Sean: You are correct in how you understood the problem. The NDR user is the same (that I am aware of). The user is sending from a PC. I checked Exchange and there are no rules for this. I will check her Outlook rules tomorrow. And will run a virus scan, too. Thanks for the tips, I will update.
I agree with JConklin; viruses / malware or an automatic rule.

However, if nothing is apparent on the client, is it possible to look in any of the Exchange logs and see where Exchange is actually thinking it needs to send each email being sent? It should show up in the recipients somewhere within Exchange when it actually sends it.
You mentioned that the NDR user is the same, but what if your sender sends to someone else, do he still get he same NDR with the same information or is it different, or does he even get an NDR?
I checked the end user's Outlook rules this morning and they are unrelated. There are no Exchange rules. Today she received an email from an outside sender, and that same yahoo user is listed. I don't see any harm sharing the yahoo email. The accompanying headers show no mention of yahoo as sender or recipient or anywhere:

mta4296.mail.ne1.yahoo.com rejected your message to the following email addresses:
suttiratrattanachot1@yahoo.com
Your message wasn't delivered because the recipient's mailbox is quarantined. If the problem continues, please contact your email admin.
mta4296.mail.ne1.yahoo.com gave this error:
Message not accepted for policy reasons. See https://help.yahoo.com/kb/postmaster/SLN7253.html 
Diagnostic information for administrators:
Generating server: DM5PR11MB2041.namprd11.prod.outlook.com
Total retry attempts: 1
suttiratrattanachot1@yahoo.com
mta4296.mail.ne1.yahoo.com
Remote Server returned '554 5.7.9 Message not accepted for policy reasons. See https://help.yahoo.com/kb/postmaster/SLN7253.html'
I'm assuming your sender is using outlook to send the emails, so please have the user access his/her mailbox on a different computer via OWA. Since the user will access OWA from a different computer there is no need for the user to log into the other computer nor create a profile. Just access OWA on a different computer via the browser and send the email and see if the same thing happens or not.

Required tasks
**a.** According to the troubleshooting thread, what reason does the bounce message give for why the message wasn't delivered?
**b.** In the troubleshooting thread's last reply, why doesn't the user need to log into the other computer or create a profile there?
**c.** Continue the troubleshooting thread from its last reply.
The items after this point come from a separate source, not from the troubleshooting thread.

Data provided

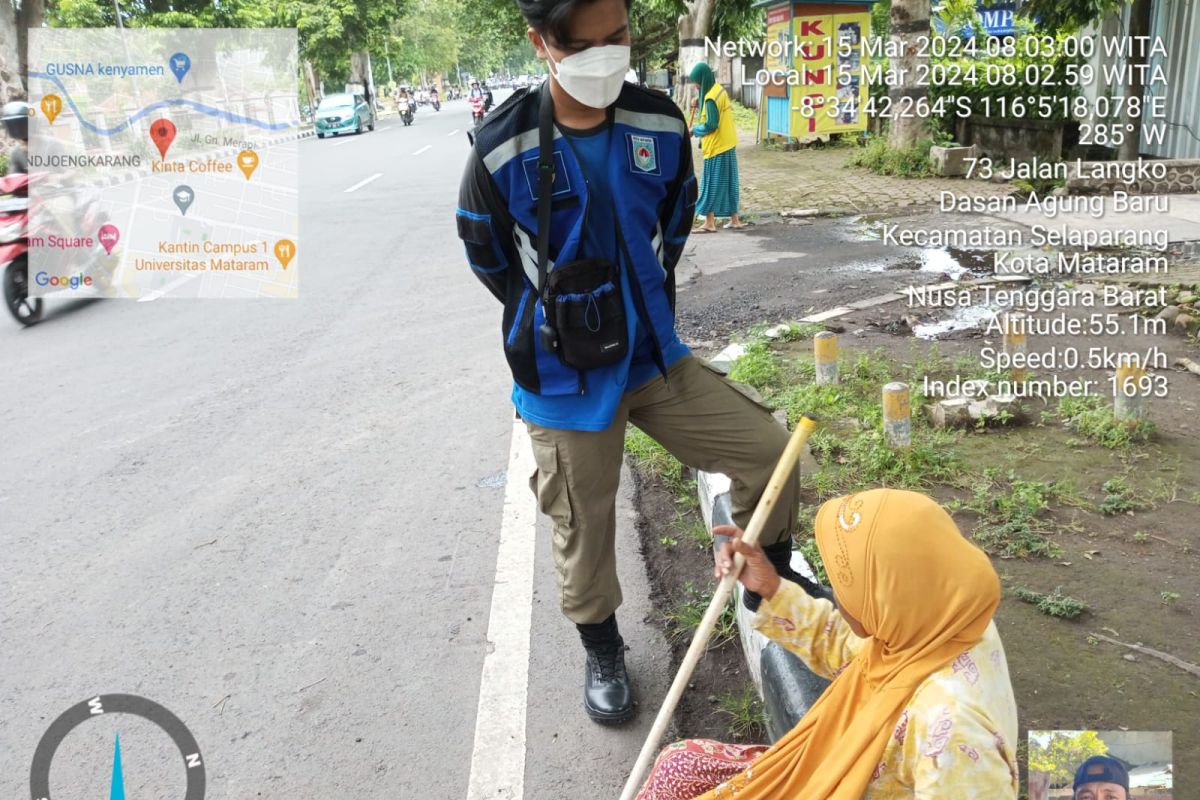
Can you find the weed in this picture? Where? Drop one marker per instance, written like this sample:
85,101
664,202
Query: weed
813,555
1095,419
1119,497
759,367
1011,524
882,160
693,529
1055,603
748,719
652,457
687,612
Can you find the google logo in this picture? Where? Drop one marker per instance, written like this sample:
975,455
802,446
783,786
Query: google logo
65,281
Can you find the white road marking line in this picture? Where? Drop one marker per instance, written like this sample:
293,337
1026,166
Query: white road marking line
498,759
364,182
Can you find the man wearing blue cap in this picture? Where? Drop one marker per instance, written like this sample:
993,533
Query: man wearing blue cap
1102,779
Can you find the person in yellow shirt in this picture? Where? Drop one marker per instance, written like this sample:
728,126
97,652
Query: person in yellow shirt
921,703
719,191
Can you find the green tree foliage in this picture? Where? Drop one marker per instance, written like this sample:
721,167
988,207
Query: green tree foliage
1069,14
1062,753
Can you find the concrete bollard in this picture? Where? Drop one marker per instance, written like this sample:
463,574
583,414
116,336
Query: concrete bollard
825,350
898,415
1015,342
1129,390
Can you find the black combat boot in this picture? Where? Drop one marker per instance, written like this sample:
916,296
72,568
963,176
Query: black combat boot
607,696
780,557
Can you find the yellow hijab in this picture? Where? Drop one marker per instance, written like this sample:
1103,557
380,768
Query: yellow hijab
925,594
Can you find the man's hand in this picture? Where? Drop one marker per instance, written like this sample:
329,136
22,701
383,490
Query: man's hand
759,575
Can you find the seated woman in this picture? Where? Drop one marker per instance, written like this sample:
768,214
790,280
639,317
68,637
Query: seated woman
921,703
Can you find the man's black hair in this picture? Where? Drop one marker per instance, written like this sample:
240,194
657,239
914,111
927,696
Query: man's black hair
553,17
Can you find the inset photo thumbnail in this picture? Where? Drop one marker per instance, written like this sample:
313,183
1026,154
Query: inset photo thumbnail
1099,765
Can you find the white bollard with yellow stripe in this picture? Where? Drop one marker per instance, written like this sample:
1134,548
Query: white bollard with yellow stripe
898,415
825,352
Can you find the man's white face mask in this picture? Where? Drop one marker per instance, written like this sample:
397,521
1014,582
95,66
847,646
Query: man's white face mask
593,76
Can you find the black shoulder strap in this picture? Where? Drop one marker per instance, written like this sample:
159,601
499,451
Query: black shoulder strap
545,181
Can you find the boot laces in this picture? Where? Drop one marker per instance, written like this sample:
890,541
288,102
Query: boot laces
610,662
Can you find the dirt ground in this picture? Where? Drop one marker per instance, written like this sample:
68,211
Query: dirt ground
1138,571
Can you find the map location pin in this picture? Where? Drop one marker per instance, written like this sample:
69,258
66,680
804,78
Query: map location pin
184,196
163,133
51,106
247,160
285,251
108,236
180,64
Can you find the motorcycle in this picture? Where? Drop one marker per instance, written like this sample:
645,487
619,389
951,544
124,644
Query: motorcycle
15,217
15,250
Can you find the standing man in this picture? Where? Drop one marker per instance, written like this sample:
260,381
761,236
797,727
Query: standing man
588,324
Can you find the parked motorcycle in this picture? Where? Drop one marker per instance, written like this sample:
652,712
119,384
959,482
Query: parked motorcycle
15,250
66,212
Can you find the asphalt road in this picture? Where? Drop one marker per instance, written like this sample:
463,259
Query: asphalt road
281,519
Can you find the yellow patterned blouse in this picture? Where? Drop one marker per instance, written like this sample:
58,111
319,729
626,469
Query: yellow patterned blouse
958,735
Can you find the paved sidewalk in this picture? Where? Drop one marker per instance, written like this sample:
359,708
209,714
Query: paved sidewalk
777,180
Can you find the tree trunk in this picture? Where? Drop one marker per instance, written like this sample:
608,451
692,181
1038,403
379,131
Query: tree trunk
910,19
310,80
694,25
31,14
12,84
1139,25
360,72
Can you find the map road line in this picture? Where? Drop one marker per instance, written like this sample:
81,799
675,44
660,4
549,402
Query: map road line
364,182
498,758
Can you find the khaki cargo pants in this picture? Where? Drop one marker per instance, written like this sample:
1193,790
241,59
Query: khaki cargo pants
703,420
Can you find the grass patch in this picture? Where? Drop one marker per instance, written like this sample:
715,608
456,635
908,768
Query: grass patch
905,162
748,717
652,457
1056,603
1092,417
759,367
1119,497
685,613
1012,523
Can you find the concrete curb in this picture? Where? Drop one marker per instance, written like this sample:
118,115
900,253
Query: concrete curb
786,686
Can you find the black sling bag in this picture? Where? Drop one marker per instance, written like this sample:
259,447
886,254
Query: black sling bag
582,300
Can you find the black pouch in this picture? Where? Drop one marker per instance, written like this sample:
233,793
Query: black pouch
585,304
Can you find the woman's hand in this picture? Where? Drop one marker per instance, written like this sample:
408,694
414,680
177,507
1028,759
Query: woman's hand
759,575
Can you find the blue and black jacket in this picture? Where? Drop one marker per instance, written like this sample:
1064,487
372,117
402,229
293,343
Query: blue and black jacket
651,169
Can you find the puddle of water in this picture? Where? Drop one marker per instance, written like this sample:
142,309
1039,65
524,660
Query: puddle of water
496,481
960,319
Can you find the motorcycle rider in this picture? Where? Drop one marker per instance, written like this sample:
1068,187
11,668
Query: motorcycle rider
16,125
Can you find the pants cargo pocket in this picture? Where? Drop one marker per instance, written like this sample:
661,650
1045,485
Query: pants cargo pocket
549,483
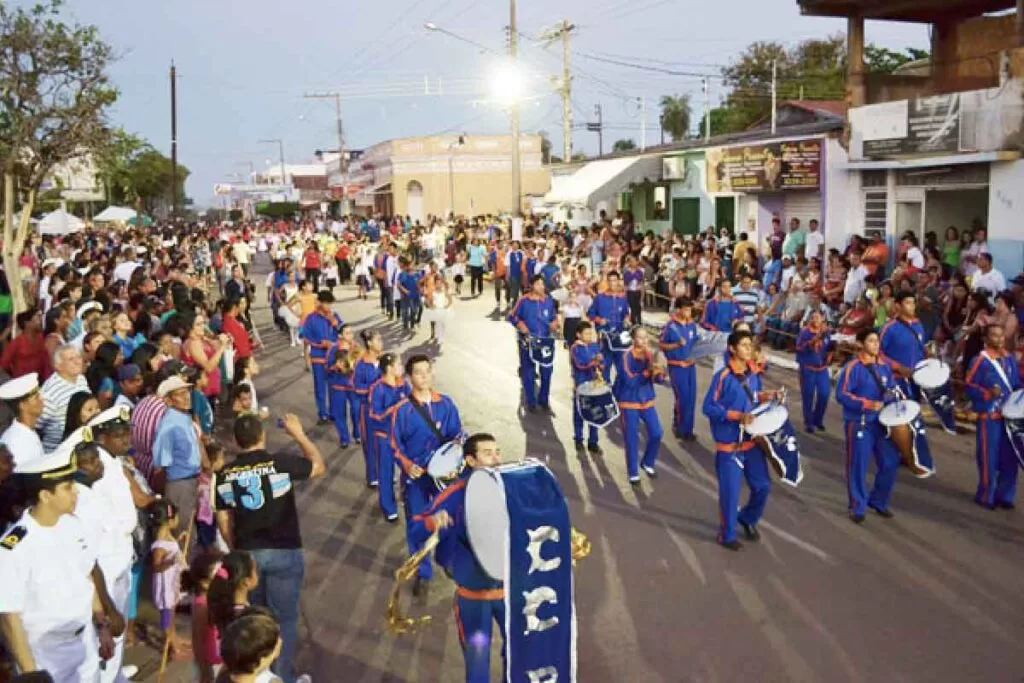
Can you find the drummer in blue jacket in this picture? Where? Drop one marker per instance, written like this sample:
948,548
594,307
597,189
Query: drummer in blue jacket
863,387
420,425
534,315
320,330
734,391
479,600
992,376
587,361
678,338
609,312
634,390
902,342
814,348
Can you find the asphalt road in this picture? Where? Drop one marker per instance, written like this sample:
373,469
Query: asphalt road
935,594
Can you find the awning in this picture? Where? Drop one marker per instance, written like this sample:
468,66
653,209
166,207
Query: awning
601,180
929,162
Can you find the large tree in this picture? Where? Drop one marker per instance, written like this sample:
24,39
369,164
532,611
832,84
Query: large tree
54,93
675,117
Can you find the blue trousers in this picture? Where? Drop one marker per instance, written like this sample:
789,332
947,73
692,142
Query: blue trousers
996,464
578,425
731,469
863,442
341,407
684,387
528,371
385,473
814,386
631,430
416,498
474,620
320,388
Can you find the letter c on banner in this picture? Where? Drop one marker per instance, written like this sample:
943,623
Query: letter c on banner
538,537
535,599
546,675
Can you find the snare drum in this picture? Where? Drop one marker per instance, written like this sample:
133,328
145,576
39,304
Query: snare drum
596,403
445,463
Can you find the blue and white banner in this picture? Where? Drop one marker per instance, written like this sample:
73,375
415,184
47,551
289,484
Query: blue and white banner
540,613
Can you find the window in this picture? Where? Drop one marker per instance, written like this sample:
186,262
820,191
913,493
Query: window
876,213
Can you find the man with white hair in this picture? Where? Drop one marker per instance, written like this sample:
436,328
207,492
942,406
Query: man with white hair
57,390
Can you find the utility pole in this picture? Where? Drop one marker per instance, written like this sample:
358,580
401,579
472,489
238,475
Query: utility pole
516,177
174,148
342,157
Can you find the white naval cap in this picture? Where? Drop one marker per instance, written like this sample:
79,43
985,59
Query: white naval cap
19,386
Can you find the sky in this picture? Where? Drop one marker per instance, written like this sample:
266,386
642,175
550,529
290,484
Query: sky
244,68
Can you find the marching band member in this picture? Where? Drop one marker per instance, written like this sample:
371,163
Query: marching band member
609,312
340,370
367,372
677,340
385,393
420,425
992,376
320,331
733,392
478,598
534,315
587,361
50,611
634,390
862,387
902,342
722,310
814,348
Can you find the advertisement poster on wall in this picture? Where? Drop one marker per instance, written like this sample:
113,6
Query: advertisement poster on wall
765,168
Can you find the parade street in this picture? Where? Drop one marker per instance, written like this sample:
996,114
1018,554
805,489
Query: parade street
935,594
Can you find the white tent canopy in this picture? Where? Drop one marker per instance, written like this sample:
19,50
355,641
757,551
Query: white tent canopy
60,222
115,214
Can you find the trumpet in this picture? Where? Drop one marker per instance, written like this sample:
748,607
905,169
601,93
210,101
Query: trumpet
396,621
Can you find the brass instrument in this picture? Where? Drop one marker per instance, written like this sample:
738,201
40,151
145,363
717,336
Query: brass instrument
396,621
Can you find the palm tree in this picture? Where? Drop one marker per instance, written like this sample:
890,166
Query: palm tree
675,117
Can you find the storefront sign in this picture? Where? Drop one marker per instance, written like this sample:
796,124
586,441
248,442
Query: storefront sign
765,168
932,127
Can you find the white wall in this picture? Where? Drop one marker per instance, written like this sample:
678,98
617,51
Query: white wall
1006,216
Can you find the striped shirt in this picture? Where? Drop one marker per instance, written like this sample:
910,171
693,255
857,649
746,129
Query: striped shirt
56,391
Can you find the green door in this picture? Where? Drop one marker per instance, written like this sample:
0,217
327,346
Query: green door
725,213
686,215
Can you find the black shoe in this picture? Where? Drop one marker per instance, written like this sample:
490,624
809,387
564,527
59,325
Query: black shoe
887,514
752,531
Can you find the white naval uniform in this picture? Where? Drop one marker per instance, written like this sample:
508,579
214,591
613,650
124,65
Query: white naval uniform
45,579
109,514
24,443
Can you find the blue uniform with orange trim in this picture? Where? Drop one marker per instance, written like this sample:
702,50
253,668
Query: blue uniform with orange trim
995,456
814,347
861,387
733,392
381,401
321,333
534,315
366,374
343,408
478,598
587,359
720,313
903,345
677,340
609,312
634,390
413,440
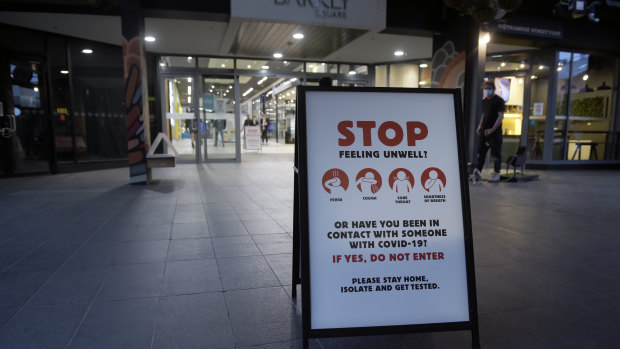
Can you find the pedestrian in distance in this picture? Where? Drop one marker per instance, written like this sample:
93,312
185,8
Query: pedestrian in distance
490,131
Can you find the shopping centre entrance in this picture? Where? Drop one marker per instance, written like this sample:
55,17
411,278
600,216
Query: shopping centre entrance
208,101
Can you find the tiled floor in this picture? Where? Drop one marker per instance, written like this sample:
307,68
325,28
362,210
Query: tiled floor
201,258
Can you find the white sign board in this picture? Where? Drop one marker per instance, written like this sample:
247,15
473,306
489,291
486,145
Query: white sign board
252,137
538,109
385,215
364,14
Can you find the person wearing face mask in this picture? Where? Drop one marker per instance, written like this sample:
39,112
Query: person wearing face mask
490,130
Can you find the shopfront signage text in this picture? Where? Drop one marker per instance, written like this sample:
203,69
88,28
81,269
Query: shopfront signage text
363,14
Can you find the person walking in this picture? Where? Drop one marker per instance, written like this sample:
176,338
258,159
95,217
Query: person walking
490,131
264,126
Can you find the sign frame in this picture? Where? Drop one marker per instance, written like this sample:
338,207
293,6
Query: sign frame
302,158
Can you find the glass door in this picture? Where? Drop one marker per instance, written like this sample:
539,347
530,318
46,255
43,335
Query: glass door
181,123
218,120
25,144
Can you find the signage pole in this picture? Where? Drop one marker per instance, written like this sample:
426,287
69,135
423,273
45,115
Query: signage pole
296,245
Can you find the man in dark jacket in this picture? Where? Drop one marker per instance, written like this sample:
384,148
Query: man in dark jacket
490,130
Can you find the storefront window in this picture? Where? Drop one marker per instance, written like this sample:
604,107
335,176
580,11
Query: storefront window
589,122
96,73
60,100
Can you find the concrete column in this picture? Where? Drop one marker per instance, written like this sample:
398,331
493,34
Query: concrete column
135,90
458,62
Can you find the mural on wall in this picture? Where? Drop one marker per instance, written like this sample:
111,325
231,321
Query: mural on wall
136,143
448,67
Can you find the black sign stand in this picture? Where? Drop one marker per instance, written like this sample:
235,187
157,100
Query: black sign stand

Solved tasks
**a.** The recipient's mailbox is quarantined.

**b.** The user will open the mailbox through OWA in the other computer's browser. That makes logging into the computer or creating a profile unnecessary.

**c.**
timgreen7077: It happens inbound only. From different domains.
I thought the internal sender from your domain sends an email to an external recipient, and the external recipient receives the email successfully, but then your internal sender also gets an NDR back with an error.

If that is the correct process, then try what i mentioned above in regards to OWA and let me know.
timgreen7077: You are correct that that is what I stated. I was speaking with my end user today, though, and she stated it is inbound emails generating the NDR- she will get the original and the error. Sorry, I know that confused things.
Ok, so this happens on inbound emails from external senders, sending an email to your user. Do it happen with all external domains or just a specific one? Also does this only happen to your 1 user only?
timgreen7077: It appears to be multiple external domains and only 1 user having this specific issue.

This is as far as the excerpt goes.